Object pointing dataset rows:
# # # # #

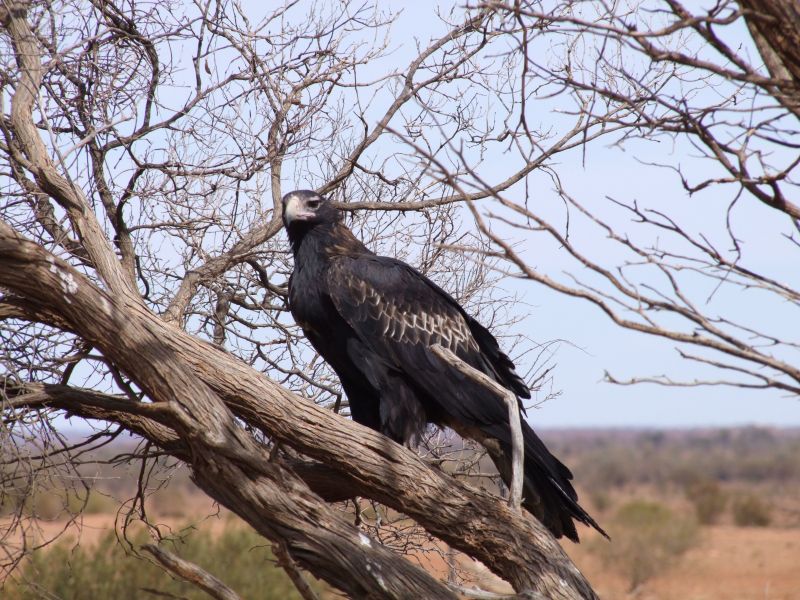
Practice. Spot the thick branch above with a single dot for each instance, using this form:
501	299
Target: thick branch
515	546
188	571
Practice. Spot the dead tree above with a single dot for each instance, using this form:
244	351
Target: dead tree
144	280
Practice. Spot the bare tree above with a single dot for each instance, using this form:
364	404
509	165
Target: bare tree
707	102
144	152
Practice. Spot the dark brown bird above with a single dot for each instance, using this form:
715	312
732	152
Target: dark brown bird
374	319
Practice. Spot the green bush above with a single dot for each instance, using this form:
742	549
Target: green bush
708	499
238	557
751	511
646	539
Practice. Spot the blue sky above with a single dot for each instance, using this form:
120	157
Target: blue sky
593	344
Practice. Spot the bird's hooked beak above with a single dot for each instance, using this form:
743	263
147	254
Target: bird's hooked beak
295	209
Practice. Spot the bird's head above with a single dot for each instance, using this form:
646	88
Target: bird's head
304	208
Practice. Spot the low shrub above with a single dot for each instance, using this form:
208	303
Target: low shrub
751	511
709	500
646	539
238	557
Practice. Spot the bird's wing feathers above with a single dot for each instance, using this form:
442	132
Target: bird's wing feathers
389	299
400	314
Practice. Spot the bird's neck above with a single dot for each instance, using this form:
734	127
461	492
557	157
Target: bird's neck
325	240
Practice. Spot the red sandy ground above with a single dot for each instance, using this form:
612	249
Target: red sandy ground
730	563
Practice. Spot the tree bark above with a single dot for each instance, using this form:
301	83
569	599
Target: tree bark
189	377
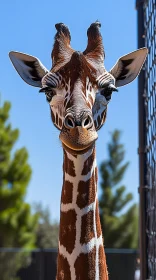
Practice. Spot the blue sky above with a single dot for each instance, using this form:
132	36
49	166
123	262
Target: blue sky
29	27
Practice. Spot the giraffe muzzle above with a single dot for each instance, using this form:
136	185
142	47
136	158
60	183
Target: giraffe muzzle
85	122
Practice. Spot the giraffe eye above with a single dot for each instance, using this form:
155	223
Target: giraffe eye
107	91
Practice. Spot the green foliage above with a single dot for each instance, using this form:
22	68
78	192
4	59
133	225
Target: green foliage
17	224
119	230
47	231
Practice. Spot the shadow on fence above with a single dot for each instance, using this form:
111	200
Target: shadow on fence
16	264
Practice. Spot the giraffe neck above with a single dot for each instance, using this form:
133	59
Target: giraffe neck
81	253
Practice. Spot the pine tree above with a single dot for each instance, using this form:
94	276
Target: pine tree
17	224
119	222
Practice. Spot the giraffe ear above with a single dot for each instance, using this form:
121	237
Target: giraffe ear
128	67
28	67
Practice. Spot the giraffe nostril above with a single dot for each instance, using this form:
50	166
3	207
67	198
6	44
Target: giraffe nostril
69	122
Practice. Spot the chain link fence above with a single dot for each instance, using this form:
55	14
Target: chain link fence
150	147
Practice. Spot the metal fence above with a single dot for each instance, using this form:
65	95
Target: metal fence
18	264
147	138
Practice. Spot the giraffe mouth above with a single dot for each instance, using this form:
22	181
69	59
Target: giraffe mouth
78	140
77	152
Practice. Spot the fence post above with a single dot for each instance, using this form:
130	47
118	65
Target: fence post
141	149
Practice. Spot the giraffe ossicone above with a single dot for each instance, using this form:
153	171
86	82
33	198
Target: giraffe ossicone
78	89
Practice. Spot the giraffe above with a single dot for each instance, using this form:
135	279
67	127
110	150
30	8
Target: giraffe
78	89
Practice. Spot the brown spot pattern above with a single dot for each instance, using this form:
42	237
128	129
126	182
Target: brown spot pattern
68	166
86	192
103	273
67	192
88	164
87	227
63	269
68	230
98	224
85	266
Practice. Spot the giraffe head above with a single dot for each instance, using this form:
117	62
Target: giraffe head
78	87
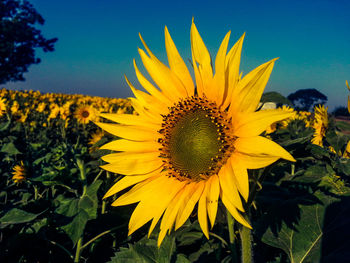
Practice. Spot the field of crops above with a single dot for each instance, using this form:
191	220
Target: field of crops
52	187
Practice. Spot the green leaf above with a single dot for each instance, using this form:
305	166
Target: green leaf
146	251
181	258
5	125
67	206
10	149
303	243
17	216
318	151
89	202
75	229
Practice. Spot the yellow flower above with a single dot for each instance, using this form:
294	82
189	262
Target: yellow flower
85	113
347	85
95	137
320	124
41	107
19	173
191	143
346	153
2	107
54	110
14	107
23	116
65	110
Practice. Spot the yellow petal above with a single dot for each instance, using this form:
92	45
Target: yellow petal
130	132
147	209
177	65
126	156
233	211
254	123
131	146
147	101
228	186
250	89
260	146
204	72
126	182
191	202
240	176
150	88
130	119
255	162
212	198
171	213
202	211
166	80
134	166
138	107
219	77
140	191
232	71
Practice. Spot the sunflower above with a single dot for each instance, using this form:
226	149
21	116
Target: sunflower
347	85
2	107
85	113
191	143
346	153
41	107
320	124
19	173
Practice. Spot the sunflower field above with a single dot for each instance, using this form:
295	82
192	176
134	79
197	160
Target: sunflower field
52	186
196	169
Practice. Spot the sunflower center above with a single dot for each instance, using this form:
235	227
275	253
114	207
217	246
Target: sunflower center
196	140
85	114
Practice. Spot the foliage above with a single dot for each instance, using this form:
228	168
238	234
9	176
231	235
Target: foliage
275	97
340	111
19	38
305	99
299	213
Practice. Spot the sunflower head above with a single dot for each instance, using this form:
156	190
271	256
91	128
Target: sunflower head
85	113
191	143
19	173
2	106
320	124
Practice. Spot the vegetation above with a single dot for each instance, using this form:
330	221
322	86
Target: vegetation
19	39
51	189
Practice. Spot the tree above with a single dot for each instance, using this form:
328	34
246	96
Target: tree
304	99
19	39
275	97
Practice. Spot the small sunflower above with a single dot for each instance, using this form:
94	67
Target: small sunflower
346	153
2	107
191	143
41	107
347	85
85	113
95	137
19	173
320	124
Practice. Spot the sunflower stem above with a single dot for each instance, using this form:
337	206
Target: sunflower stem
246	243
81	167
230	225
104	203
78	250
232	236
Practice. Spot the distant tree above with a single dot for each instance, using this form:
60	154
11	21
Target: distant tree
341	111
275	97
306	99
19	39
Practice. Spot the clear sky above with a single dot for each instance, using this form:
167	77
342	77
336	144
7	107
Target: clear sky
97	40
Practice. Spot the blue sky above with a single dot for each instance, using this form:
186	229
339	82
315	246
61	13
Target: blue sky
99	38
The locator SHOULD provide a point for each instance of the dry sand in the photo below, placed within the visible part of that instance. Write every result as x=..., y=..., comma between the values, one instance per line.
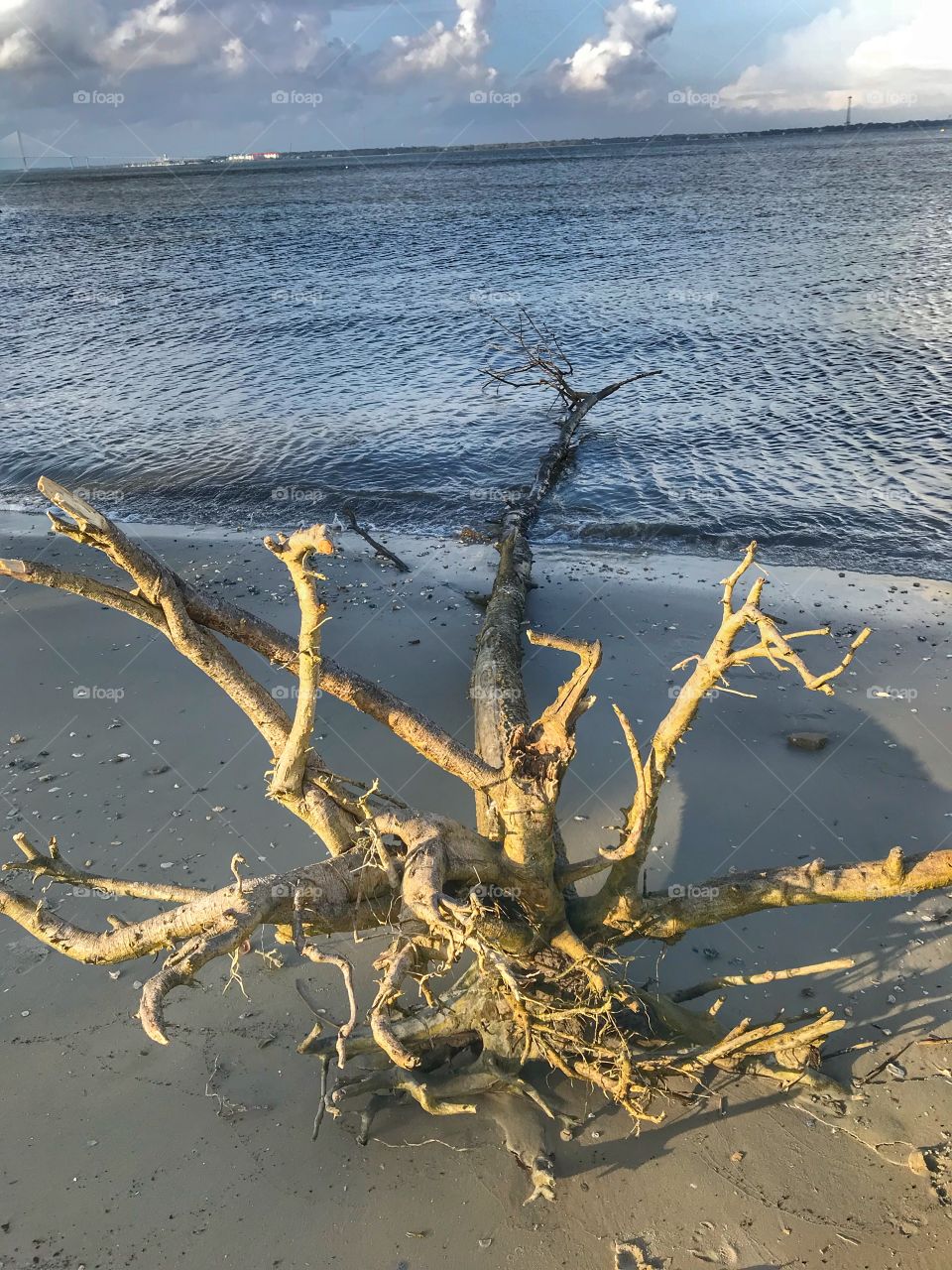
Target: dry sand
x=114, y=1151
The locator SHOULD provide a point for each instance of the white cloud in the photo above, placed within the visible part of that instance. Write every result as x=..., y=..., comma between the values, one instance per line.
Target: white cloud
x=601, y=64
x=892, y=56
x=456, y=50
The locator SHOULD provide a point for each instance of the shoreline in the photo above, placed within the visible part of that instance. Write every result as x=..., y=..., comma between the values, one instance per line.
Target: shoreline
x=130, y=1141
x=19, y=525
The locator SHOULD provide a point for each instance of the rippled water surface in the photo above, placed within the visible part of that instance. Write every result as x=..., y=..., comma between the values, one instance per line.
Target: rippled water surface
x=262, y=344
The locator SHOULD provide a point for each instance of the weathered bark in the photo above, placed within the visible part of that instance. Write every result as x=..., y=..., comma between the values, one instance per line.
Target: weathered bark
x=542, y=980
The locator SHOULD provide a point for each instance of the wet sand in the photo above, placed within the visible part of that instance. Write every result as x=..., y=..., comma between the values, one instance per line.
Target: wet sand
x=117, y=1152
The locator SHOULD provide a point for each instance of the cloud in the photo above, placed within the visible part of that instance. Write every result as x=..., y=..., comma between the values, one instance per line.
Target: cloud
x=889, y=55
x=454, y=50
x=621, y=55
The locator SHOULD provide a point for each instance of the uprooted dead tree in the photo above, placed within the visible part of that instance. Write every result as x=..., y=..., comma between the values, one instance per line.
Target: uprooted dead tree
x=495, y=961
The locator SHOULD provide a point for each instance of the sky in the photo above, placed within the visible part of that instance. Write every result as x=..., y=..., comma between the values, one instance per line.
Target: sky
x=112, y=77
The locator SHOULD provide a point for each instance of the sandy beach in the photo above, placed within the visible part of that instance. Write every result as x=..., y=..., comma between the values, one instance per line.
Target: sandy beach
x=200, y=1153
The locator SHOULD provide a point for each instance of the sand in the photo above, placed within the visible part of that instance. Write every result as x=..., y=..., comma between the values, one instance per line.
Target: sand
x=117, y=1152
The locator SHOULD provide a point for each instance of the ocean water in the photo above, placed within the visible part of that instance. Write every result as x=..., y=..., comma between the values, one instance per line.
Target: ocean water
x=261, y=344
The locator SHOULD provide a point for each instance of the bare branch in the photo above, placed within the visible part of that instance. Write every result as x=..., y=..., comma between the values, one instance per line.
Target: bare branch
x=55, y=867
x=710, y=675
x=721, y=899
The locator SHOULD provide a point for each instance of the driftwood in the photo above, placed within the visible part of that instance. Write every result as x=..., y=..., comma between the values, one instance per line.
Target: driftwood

# # # # #

PROBLEM:
Keep only the lines from the one containing "instance of the sky" to the end of the entries, and repeat them exactly.

ANSWER TO THIS EXERCISE:
The locator SHOULD provide a point for each instance of the sky in the photo above, placed within the visible part of that instance. Write every result as x=..., y=..., comma between the values, one instance per line.
Target: sky
x=112, y=77
The locator SHOULD provide a point for each instance of the sandy beach in the photo above, placed within the visible part of that instance. Write every result as x=..., y=..., comma between the values, one instance per line.
Target: sandy beach
x=200, y=1153
The locator SHOULD provide a point for each instance of the sand in the photo above, placed within the visible part of that instance. Write every result as x=..., y=..., comma between the values, one instance per line.
Target: sand
x=117, y=1152
The locator SHOULD provide a point for each instance of the ocean water in the photo above, placed within the visible part of that instance. Write every result as x=..., y=..., comma between the values, one instance per line.
Target: ocean water
x=261, y=344
The locator SHOULD provide a point for each instance of the bare branch in the photo above, placed within the visible part of that instance. Write every result as x=..., y=..., comma between the values, one instance per line.
Target: bare branch
x=55, y=867
x=710, y=675
x=721, y=899
The locator SHOULD provide a point for each instance of the driftwood in the photo above, placed within the visible part of that instance. Write every result as x=..., y=..., comma between the values, one instance per line.
Target: driftwood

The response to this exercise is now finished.